Source:
■ ■ ■
Way (2013) described use-cases appropriate for MT based on the perishability of texts, but increases in quality, coupled with economic considerations, mean that MT is being pressed into action in more workflows, and MT post-editing has gone mainstream (Lommel and DePalma 2016). Cognisant of this, Way updates his assessment of MT today in his contribution, explaining the “proper place” of MT, human and automatic evaluation metrics, and task-based MT evaluation. He addresses the weaknesses of automatic evaluation, and describes the changing nature of MT systems. Finally, he examines how MT is currently deployed, and considers associated questions of MT quality expectations and perception, and his prediction of its continued use as a production tool alongside translation memory.
Audiovisual translation (AVT) is absent from contemporary discussions of TQA, especially in the context of translation technologies of MT and post-editing. Doherty and Kruger remedy this with a comprehensive overview of the state-of-the-art in computer-aided AVT, and the difficulties of assessing whether translated media, consumed using a wide range of media devices, translated employing a functionalist approach, meet the needs of a heterogeneous audience. The authors consider the difficulties of merging the distinct AVT quality needs, usually prescriptively imposed (see Ivarsson and Carroll 1998), with concepts in TQA (such as accuracy) when spatial and temporal constraints may require the subtitler to substantially reformulate a target segment. They believe that the fields of language technology and AVT are (and should be) convergent and that this convergence, along with insights from cognitive translation studies, will help to show a holistic way in which traditional and new metrics can be used complementarily for measuring AVT quality.
■ ■ ■
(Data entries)

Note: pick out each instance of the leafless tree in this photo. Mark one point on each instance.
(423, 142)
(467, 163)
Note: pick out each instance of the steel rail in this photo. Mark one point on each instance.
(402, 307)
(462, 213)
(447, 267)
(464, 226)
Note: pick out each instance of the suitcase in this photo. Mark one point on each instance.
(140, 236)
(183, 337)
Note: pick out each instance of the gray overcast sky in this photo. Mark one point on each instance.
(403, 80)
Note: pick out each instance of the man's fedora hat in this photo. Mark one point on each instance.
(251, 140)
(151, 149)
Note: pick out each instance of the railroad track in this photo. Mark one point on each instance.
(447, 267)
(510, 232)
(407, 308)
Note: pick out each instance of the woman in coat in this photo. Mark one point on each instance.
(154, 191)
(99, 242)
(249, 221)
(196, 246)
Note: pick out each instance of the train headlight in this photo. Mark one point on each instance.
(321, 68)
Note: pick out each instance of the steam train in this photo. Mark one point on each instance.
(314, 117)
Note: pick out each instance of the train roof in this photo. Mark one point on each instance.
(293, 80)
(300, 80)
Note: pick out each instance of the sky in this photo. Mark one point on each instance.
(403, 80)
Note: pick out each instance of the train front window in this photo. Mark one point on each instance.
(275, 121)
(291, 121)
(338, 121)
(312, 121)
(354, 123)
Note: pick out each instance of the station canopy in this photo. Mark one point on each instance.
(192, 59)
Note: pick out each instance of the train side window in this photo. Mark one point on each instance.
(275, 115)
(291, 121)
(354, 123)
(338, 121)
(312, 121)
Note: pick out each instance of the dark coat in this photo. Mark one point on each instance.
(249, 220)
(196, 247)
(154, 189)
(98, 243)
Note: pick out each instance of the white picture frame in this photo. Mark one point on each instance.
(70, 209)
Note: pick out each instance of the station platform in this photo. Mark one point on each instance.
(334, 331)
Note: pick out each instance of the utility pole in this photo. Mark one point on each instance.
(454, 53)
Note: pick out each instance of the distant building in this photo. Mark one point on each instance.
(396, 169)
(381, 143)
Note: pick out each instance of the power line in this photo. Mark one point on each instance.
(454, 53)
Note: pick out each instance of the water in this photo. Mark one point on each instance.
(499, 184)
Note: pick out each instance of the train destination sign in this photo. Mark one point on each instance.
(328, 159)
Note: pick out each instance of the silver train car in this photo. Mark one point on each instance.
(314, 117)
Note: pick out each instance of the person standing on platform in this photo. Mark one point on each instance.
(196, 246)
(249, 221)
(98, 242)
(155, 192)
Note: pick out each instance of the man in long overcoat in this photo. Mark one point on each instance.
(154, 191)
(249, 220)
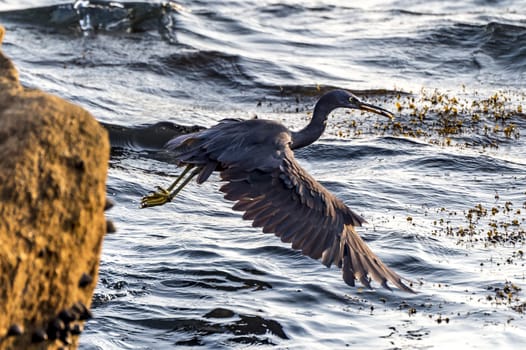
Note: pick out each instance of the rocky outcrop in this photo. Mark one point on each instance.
(53, 166)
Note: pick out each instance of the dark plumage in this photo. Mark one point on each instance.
(255, 158)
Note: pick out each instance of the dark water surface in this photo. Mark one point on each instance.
(443, 187)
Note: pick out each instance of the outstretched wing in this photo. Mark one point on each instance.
(255, 158)
(289, 202)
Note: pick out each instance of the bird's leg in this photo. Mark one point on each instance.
(162, 196)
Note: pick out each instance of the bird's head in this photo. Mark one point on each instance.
(344, 99)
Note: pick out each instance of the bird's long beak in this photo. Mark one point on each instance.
(374, 109)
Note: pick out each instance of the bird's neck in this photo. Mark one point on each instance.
(314, 129)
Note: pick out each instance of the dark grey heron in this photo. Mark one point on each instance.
(255, 158)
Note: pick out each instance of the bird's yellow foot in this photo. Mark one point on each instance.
(160, 197)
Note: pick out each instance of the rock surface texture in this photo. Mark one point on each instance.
(53, 166)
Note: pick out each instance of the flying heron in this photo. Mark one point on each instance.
(256, 160)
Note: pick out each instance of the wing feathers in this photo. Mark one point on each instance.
(275, 193)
■ ■ ■
Task requirements:
a. According to the passage on translation quality, what does Way predict about machine translation?
b. Rewrite the part of the passage on translation quality that opens with the words containing "Way (2013) described" and closes with "alongside translation memory.", replacing "perishability" with "shelf life".

Solutions in order:
a. He predicts its continued use as a production tool alongside translation memory.

b.
Way (2013) described use-cases appropriate for MT based on the shelf life of texts, but increases in quality, coupled with economic considerations, mean that MT is being pressed into action in more workflows, and MT post-editing has gone mainstream (Lommel and DePalma 2016). Cognisant of this, Way updates his assessment of MT today in his contribution, explaining the “proper place” of MT, human and automatic evaluation metrics, and task-based MT evaluation. He addresses the weaknesses of automatic evaluation, and describes the changing nature of MT systems. Finally, he examines how MT is currently deployed, and considers associated questions of MT quality expectations and perception, and his prediction of its continued use as a production tool alongside translation memory.